[Page excerpt — start]

Background: In most clinical reports on rotator cuff repair,
acromioplasty was done as part of the procedure. In this prospective study, we
evaluated the hypothesis that rotator cuff repair without acromioplasty would
result in a substantial improvement in shoulder comfort and function.
Methods: Ninety-six consecutive primary repairs of full-thickness
tears of the rotator cuff were performed through a deltoid-muscle-splitting
incision that preserved the integrity of the coracoacromial arch and the
deltoid insertion. All patients were invited to participate in a prospective
study involving periodic self-assessment of shoulder function with the Simple
Shoulder Test and general health status with the Short Form-36 (SF-36)
questionnaire, both of which are validated instruments. Sixty-one patients
provided follow-up information for at least two years postoperatively, and the
average duration of follow-up was five years. Thirty-four of the tears
involved the supraspinatus tendon alone; sixteen involved the supraspinatus
and infraspinatus tendons; and eleven involved the supraspinatus,
infraspinatus, and subscapularis tendons.

[Page excerpt — finish]
[Study material — start]

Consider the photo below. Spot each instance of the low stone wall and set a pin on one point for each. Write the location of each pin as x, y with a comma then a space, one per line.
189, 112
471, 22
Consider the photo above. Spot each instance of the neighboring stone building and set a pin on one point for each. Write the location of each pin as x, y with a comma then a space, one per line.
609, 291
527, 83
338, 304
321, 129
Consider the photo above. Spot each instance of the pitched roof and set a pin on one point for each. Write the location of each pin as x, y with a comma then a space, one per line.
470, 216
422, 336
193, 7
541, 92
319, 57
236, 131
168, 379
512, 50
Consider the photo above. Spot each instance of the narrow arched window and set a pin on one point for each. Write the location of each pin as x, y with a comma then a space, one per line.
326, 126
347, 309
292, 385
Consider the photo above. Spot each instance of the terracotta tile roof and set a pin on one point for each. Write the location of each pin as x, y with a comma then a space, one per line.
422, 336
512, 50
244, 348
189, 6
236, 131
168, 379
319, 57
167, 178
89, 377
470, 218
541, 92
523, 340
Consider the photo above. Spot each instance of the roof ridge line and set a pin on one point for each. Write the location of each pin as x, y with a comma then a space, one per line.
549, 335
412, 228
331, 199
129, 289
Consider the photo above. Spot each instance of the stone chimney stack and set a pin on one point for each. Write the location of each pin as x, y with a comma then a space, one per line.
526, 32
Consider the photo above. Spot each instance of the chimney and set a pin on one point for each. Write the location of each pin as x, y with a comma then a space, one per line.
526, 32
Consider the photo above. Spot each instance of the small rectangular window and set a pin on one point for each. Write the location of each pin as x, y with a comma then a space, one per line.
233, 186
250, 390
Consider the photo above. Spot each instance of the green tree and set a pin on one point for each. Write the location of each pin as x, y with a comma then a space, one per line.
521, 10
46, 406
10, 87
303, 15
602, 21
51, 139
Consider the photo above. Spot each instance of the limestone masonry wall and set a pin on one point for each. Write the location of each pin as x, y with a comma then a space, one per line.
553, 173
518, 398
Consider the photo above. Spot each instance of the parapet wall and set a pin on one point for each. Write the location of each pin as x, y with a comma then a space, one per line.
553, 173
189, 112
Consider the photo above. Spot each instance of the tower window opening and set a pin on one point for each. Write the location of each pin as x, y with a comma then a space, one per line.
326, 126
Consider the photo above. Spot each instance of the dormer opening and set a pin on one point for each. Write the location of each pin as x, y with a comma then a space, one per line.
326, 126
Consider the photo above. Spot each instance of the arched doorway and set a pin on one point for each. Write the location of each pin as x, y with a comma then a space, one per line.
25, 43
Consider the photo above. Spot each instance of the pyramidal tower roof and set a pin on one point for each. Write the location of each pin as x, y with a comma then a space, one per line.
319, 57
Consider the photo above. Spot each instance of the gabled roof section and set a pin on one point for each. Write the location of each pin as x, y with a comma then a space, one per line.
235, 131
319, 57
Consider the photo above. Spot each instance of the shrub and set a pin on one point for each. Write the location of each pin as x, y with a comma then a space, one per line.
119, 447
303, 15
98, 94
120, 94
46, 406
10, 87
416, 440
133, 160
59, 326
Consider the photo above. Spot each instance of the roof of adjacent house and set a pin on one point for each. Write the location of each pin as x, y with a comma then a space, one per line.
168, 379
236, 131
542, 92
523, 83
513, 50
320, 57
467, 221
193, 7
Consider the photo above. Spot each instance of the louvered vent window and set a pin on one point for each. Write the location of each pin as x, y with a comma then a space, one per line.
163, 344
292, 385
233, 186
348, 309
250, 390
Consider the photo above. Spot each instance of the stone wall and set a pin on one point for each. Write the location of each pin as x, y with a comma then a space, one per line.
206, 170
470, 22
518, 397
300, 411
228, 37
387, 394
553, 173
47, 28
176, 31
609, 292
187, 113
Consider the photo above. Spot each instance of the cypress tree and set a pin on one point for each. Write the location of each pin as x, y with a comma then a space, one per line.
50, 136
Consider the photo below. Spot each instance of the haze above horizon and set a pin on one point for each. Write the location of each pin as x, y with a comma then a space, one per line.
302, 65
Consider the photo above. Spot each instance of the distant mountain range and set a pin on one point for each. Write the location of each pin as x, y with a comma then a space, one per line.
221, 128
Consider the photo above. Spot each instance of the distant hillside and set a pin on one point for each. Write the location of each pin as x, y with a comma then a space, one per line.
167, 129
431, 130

[Study material — finish]

In the rotator cuff repair study, how many of the tears involved the supraspinatus tendon alone? These rows were drawn from another source.

Thirty-four